What is needed = Count how many lines of the records contain the string "asphalt", matching case exactly, and reply with only that number.

_ _ _ _ _ _ _

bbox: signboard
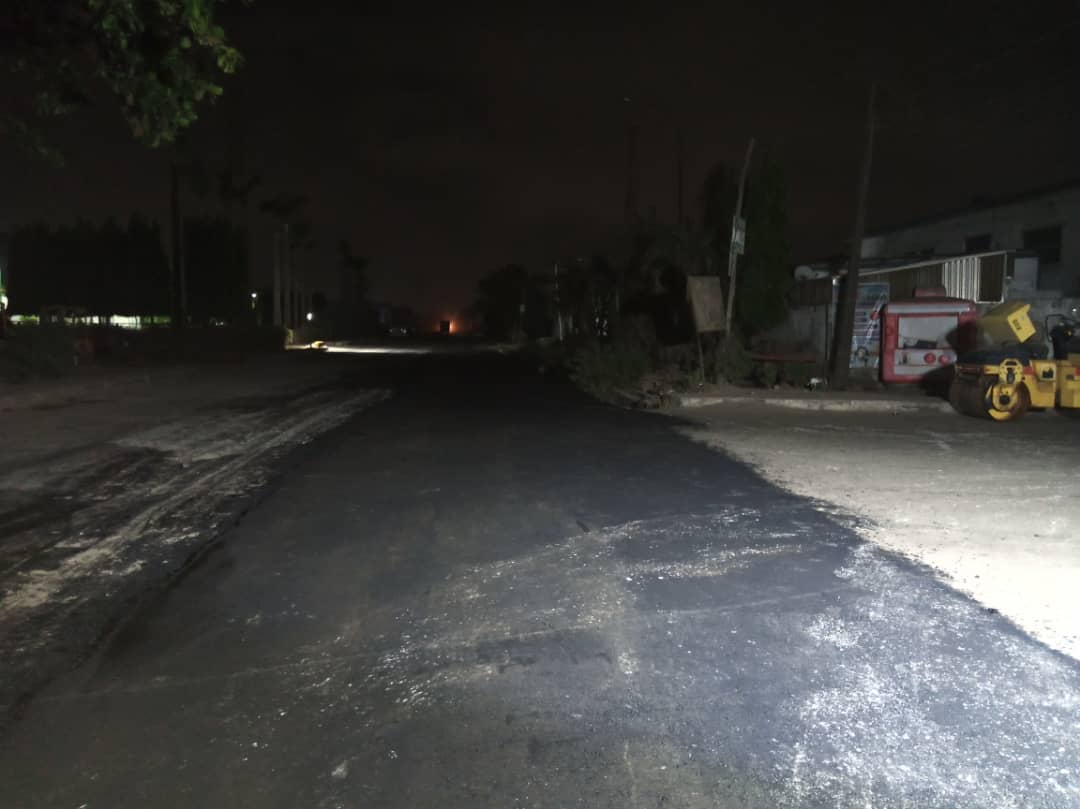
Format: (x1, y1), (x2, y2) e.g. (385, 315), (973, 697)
(850, 282), (889, 368)
(686, 275), (725, 334)
(731, 216), (746, 256)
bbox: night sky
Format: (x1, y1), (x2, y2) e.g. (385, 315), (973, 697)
(0, 0), (1080, 313)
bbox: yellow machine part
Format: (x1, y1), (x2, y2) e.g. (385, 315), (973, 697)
(978, 300), (1035, 343)
(1025, 360), (1061, 407)
(1057, 354), (1080, 409)
(949, 360), (1032, 421)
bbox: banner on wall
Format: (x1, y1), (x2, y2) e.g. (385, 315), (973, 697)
(851, 282), (889, 368)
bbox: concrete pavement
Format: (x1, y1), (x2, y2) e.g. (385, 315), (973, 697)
(0, 358), (1080, 809)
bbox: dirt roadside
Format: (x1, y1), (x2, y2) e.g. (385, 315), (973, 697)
(0, 355), (388, 723)
(672, 405), (1080, 660)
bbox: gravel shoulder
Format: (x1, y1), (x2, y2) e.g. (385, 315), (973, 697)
(676, 405), (1080, 659)
(0, 356), (387, 722)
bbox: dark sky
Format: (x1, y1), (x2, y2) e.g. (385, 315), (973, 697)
(0, 0), (1080, 313)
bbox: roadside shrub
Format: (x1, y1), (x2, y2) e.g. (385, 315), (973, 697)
(0, 324), (78, 381)
(713, 334), (754, 383)
(755, 362), (780, 388)
(568, 316), (657, 401)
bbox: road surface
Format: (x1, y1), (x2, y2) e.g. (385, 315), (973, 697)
(0, 356), (1080, 809)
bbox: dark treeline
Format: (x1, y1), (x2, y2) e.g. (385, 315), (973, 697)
(8, 214), (249, 323)
(8, 214), (170, 315)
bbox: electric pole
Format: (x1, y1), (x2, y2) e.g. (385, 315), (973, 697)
(675, 132), (686, 226)
(724, 138), (754, 334)
(828, 82), (877, 388)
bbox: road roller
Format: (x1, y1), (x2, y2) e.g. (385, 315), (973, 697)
(949, 301), (1080, 421)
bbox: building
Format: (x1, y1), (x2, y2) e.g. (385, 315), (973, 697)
(861, 180), (1080, 297)
(775, 180), (1080, 375)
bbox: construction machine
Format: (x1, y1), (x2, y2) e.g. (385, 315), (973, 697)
(949, 302), (1080, 421)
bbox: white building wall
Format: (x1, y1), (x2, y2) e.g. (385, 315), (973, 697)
(862, 188), (1080, 295)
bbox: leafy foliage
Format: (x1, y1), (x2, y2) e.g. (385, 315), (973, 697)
(184, 216), (249, 323)
(569, 315), (657, 401)
(735, 153), (793, 336)
(710, 332), (754, 383)
(0, 0), (243, 158)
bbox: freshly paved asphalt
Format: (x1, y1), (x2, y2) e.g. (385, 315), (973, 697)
(0, 356), (1080, 809)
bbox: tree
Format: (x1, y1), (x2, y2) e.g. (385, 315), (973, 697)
(337, 239), (375, 337)
(0, 0), (246, 160)
(735, 153), (793, 336)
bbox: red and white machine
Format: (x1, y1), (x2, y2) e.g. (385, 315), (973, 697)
(881, 298), (978, 382)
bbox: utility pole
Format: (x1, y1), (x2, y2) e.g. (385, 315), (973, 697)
(724, 138), (754, 334)
(273, 226), (282, 328)
(675, 132), (686, 226)
(555, 261), (563, 342)
(281, 221), (293, 328)
(170, 160), (188, 328)
(828, 82), (877, 388)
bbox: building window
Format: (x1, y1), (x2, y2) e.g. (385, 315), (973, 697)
(1024, 225), (1062, 267)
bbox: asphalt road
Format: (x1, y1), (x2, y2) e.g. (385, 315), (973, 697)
(0, 356), (1080, 809)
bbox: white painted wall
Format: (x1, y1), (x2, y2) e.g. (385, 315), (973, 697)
(862, 188), (1080, 295)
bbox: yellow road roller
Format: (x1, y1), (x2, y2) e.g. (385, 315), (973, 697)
(949, 302), (1080, 421)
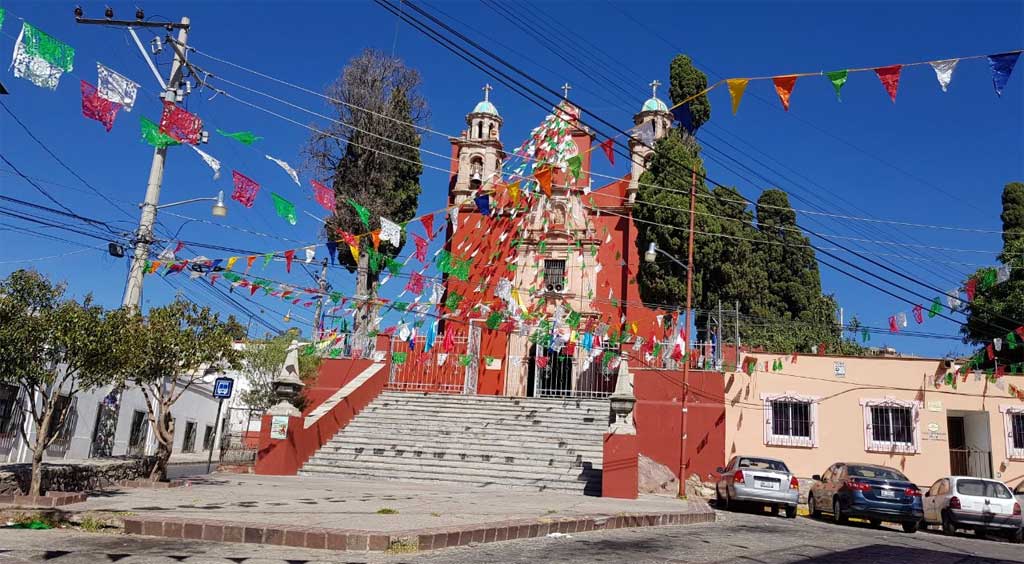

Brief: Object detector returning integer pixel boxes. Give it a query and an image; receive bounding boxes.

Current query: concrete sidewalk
[68,474,715,551]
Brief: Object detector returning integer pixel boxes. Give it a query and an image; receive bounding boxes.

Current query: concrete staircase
[299,392,608,495]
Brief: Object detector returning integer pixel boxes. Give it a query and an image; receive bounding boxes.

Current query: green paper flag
[270,192,297,225]
[139,116,181,148]
[348,198,370,227]
[825,71,849,101]
[217,129,263,145]
[567,155,583,180]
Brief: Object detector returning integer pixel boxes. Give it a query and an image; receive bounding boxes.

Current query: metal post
[206,398,224,474]
[679,170,697,496]
[122,17,189,309]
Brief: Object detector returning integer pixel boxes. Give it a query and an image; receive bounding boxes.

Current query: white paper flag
[930,58,959,92]
[96,62,138,112]
[188,144,220,180]
[265,155,302,186]
[381,217,401,247]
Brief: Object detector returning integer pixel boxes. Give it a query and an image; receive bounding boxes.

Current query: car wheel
[807,493,821,519]
[942,512,956,534]
[833,497,847,524]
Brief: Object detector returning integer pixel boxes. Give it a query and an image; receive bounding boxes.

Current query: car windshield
[739,459,790,472]
[847,466,908,482]
[956,480,1013,500]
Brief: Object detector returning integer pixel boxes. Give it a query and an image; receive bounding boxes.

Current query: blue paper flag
[473,194,490,215]
[988,51,1021,96]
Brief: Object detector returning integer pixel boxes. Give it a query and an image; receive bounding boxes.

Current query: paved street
[0,513,1024,564]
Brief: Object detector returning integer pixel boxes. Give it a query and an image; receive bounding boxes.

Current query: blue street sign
[213,377,234,399]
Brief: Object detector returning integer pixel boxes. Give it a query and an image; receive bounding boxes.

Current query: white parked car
[924,476,1024,543]
[715,457,800,519]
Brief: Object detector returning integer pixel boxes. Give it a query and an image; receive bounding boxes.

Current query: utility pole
[312,258,329,341]
[75,8,190,309]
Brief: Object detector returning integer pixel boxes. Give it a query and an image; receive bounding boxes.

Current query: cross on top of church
[647,79,662,98]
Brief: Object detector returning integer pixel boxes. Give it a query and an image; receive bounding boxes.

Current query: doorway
[946,410,992,478]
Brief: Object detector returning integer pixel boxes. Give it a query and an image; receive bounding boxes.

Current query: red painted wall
[256,358,389,476]
[633,368,725,480]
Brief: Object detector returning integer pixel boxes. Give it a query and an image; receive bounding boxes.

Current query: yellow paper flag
[725,79,751,116]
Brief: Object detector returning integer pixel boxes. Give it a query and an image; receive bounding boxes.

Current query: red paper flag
[534,167,551,198]
[771,75,797,112]
[874,64,903,103]
[309,180,335,212]
[160,100,203,145]
[413,233,427,262]
[82,80,121,133]
[231,170,259,208]
[601,137,615,165]
[420,214,434,238]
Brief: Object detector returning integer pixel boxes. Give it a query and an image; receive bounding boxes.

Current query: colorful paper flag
[771,75,797,112]
[874,64,903,103]
[725,79,751,116]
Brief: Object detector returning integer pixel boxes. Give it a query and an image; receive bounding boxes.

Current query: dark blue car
[807,463,925,532]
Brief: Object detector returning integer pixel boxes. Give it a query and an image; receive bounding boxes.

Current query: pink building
[725,354,1024,487]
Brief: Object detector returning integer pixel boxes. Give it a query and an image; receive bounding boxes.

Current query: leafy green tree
[306,49,429,337]
[0,270,124,495]
[961,182,1024,362]
[241,332,321,410]
[112,299,241,480]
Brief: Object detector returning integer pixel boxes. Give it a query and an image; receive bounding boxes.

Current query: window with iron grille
[861,399,920,452]
[544,259,565,288]
[762,394,818,447]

_ _ _ _ _ _ _

Worked solution = 2